** Directions **
In the article on redefining obesity, what percentage of overweight people did the "new definition" reclassify into the OBESE category?

** Page extract **
OBESITY REDEFINED

For decades, Body Mass Index (BMI) has been the parameter used to measure obesity. If your BMI was 25 or less you were considered to have normal weight. But if your BMI strayed above 25 but stayed below 30, you were considered overweight. Should your BMI exceed 30, you crossed into the land of OBESITY. This has long been the standard and BMI charts are easily available to make a determination based on height and weight.
Recently, however, researchers and clinicians have decided there’s “garden-variety” obesity and then there’s OBESITY. The difference lies in the presence of significant co-morbidities. Overweight people have more co-morbidities than normal weight individuals, anyway, but their presence changes the definition and puts heavy individuals in a more serious category of OBESITY.
OBESITY is most often accompanied by co-morbidities such as hypertension, arthritis, diabetes, and cardiovascular disease. The overweight/obese adult who has one or more of these co-morbidities increases his/her risks of cardiovascular disease and death by entering the more severe disease category, OBESITY.
Another parameter used to re-define obesity is the term Central Adiposity. It is generated by measuring the waist circumference, but that is only a “close” measure of the total central fat accumulation. Central adiposity is the presence of fat tissue around the abdominal and chest cavities, and also that which surrounds the abdominal and chest (thoracic) viscera (internal organs). The presence of central adiposity is strongly correlated to cardiometabolic risk. Central fat accumulation definitely increases the risk of diabetes and cardiovascular disease. It becomes a vicious cycle with co-morbidities begetting obesity and obesity begetting co-morbidities, and on…..
Medical science is always trying to increase accuracy and reliability and needs a better way to measure central adiposity. A tape measure around the belly or chest cannot give accurate measures of intra-abdominal or intra-thoracic fat. Techniques such as a soft tissue variant of a DEXA bone scan or new technology, digital anthropometry are needed today. These non-invasive techniques are able to give doctors more pertinent information to determine if the patient is obese or OBESE! Striving for accuracy and reproducible precision is a goal of medical researchers and statisticians. Most of the time, one can tell if a person is obese simply by looking at them. BUT from a research/therapeutic perspective, having a more precise determination is important prognostically.
Dr. G’s Opinion: The new definition of obesity includes the presence of hypertension, diabetes, arthritis, and cardiovascular disease, the so-called co-morbidities, that affect the long term risks of an overweight adult. Adding chronic diseases to an elevated BMI increases a person’s chances of a bad outcome long term. That overweight patient is really OBESE and not just obese. An additional study found that the “new definition” re-classified 18.8% of overweight people into the OBESE category.
Reference: Tucker ME. New Obesity Definition Raises the Number Who have it. Medscape 2025 July 8.

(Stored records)
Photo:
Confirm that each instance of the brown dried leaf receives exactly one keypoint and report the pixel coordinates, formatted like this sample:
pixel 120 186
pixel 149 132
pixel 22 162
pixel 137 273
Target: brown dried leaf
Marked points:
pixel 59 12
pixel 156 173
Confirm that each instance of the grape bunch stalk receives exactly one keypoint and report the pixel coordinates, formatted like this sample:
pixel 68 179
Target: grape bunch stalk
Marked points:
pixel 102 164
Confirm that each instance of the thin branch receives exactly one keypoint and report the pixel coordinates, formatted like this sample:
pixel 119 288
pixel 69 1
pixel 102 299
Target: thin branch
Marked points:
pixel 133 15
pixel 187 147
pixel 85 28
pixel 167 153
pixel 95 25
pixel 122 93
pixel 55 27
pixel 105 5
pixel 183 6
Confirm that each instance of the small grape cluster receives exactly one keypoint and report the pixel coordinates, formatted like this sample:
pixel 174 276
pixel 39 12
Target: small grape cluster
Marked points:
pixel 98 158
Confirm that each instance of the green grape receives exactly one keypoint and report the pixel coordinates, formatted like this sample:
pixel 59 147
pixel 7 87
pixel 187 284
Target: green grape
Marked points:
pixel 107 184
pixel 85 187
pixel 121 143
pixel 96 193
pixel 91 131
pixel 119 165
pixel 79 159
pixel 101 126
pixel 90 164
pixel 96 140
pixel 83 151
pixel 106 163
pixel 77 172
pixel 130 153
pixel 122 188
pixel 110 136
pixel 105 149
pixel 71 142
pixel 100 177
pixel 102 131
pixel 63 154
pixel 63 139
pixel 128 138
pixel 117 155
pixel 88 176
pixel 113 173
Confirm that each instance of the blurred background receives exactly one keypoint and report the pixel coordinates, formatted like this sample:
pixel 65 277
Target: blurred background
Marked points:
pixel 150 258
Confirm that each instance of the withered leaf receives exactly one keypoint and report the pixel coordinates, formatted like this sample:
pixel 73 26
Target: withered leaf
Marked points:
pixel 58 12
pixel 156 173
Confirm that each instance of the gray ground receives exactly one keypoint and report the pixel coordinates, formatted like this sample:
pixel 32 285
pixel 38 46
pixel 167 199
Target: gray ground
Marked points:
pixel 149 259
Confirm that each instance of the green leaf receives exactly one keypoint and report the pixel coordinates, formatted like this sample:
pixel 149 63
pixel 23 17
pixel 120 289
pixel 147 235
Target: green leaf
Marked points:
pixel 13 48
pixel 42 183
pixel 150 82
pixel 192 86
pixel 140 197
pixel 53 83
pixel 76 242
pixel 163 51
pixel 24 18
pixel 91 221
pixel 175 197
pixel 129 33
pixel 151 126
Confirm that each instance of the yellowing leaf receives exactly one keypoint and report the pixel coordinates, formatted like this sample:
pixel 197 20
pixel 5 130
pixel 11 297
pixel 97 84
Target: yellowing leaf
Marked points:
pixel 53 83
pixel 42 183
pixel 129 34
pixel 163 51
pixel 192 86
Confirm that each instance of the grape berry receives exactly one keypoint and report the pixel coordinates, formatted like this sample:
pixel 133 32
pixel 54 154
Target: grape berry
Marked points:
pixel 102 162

** Task result **
18.8%